**Challenge A**
Reproduce the part of the raw_random.py diff starting at "Work on multinomial" and ending at "the other arguments.".
**Challenge B**
In the raw_random.py diff, list each hunk header line, meaning each line that begins with "@@".

**Text excerpt**
━━━━━━━━

Work on multinomial - docs, bcast inference, and bugfixes.

25b4ce8a · James Bergstra · dd3163ae · 25b4ce8a
--- a/theano/tensor/raw_random.py
+++ b/theano/tensor/raw_random.py
@@ -236,6 +236,10 @@ class RandomFunction(gof.Op):
 def _infer_ndim(ndim, shape, *args):
+    ndim, ivec, bcast = _infer_ndim_bcast(ndim, shape, *args)
+    return ndim, ivec
+def _infer_ndim_bcast(ndim, shape, *args):
    """
    Infer the number of dimensions from the shape or the other arguments.
@@ -255,7 +259,11 @@ def _infer_ndim(ndim, shape, *args):
    else:
        args_ndim = 0
-    if isinstance(shape, (tuple, list)):
+    # there is a convention that -1 means the corresponding shape of a
+    # potentially-broadcasted symbolic arg
+    if (isinstance(shape, (tuple, list))
+            and numpy.all(numpy.asarray(shape)>=0)):
+        bcast = [(s==1) for s in shape]
        v_shape = tensor.TensorConstant(type=tensor.lvector, data=theano._asarray(shape, dtype='int64'))
        shape_ndim = len(shape)
        if ndim is None:
@@ -265,6 +273,53 @@ def _infer_ndim(ndim, shape, *args):
                raise ValueError('ndim should be equal to len(shape), but\n',
                            'ndim = %s, len(shape) = %s, shape = %s'
                            % (ndim, shape_ndim, shape))
+    elif isinstance(shape, (tuple, list)):
+        # there is a convention that -1 means the corresponding shape of a
+        # potentially-broadcasted symbolic arg
+        #
+        # This case combines together symbolic and non-symbolic shape
+        # information
+        if ndim is None:
+            ndim=args_ndim
+        else:
+            ndim = max(args_ndim, ndim)

━━━━━━━━

**Data records**
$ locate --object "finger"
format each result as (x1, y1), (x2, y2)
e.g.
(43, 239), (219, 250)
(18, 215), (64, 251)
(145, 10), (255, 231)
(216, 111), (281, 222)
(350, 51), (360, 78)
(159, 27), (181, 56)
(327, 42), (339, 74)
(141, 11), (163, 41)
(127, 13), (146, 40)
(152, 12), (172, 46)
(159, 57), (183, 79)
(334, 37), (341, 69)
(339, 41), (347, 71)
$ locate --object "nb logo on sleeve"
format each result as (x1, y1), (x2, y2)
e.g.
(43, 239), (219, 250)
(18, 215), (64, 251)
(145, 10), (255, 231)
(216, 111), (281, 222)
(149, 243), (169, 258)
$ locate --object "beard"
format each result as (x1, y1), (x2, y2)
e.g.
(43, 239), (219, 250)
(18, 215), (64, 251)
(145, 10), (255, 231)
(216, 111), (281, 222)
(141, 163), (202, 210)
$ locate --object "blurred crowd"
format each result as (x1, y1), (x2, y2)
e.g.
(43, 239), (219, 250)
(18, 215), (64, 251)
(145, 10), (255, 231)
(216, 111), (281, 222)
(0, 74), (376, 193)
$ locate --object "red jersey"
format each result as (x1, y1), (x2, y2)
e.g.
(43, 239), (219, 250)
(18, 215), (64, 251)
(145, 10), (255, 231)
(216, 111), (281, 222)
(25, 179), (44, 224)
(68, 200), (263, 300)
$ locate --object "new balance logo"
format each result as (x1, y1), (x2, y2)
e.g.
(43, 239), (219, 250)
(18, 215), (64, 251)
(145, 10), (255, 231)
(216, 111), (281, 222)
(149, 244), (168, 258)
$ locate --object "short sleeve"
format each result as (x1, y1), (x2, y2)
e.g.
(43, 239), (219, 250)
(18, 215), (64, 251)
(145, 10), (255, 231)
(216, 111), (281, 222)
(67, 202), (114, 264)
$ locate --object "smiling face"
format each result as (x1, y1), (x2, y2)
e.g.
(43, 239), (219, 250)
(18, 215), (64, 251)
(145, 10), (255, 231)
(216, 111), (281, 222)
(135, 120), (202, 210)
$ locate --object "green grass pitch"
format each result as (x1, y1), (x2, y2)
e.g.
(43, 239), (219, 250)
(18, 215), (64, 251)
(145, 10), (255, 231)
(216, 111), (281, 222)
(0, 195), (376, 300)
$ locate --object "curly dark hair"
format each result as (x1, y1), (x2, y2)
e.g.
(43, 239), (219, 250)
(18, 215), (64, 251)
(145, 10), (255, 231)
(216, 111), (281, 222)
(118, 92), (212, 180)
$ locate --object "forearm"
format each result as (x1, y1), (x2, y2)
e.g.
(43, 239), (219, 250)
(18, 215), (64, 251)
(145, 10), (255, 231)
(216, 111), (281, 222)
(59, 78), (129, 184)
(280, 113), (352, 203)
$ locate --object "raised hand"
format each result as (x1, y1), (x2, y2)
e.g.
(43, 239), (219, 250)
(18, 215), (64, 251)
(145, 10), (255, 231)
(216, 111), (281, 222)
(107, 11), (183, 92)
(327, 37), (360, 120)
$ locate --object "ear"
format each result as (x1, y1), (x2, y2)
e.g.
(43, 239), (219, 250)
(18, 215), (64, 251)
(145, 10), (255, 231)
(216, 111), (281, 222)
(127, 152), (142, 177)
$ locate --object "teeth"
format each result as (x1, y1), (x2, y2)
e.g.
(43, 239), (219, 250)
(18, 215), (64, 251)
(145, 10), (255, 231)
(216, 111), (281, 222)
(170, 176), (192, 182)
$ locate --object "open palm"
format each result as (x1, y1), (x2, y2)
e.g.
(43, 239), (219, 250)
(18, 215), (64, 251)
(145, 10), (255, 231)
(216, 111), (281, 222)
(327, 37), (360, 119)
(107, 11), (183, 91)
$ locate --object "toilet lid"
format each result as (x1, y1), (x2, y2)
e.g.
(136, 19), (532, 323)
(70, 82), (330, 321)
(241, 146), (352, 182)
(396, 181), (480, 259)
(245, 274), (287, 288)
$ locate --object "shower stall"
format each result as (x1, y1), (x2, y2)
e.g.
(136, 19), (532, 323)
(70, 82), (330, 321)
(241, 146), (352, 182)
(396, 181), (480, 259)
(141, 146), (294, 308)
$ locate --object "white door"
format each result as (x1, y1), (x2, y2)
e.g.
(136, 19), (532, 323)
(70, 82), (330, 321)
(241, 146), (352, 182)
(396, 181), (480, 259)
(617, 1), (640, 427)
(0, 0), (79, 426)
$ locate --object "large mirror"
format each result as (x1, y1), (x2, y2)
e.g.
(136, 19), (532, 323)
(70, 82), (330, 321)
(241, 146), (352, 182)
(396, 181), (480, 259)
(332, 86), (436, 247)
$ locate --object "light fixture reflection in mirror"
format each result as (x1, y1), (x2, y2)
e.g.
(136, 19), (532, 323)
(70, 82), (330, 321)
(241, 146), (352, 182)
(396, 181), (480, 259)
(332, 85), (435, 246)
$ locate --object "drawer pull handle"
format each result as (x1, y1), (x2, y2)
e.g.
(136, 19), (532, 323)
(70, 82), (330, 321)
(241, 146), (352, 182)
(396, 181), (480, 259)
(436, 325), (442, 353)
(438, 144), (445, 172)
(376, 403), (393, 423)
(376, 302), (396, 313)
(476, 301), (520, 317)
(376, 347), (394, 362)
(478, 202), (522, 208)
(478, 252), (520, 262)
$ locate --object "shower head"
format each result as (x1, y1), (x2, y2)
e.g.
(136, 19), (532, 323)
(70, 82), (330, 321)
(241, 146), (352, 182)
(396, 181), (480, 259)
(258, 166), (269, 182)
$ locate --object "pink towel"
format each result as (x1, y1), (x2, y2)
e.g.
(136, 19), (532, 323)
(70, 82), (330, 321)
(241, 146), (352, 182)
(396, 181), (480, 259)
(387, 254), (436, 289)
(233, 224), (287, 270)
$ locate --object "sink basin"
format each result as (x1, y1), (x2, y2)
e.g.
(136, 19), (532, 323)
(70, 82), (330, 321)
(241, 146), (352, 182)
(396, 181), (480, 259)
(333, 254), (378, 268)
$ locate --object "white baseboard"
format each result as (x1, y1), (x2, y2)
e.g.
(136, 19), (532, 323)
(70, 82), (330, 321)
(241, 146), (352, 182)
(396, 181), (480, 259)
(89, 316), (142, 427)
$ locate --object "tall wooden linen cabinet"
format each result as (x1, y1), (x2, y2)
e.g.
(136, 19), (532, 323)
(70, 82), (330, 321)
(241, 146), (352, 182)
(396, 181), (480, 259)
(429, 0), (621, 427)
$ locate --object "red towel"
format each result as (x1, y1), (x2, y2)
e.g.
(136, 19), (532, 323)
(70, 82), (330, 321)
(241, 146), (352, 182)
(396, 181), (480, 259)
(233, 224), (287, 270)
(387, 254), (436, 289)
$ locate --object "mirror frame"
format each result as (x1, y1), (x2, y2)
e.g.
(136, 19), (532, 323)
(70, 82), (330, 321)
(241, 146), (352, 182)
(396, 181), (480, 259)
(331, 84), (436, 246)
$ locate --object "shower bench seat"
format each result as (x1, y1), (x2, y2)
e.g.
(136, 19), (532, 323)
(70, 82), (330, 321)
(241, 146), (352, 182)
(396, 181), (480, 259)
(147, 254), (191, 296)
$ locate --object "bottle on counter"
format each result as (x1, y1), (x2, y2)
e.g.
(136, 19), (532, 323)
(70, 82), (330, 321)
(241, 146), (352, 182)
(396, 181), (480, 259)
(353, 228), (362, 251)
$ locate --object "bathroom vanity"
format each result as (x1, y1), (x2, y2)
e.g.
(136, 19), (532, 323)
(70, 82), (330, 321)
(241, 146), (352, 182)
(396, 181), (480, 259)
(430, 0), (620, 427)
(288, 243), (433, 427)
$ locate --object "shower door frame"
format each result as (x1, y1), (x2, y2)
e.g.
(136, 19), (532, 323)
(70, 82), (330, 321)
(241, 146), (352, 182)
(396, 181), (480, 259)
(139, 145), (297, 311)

━━━━━━━━

**Exercise solution A**
Work on multinomial - docs, bcast inference, and bugfixes.

25b4ce8a · James Bergstra · dd3163ae · 25b4ce8a
--- a/theano/tensor/raw_random.py
+++ b/theano/tensor/raw_random.py
@@ -236,6 +236,10 @@ class RandomFunction(gof.Op):
 def _infer_ndim(ndim, shape, *args):
+    ndim, ivec, bcast = _infer_ndim_bcast(ndim, shape, *args)
+    return ndim, ivec
+def _infer_ndim_bcast(ndim, shape, *args):
    """
    Infer the number of dimensions from the shape or the other arguments.

**Exercise solution B**
@@ -236,6 +236,10 @@ class RandomFunction(gof.Op):
@@ -255,7 +259,11 @@ def _infer_ndim(ndim, shape, *args):
@@ -265,6 +273,53 @@ def _infer_ndim(ndim, shape, *args):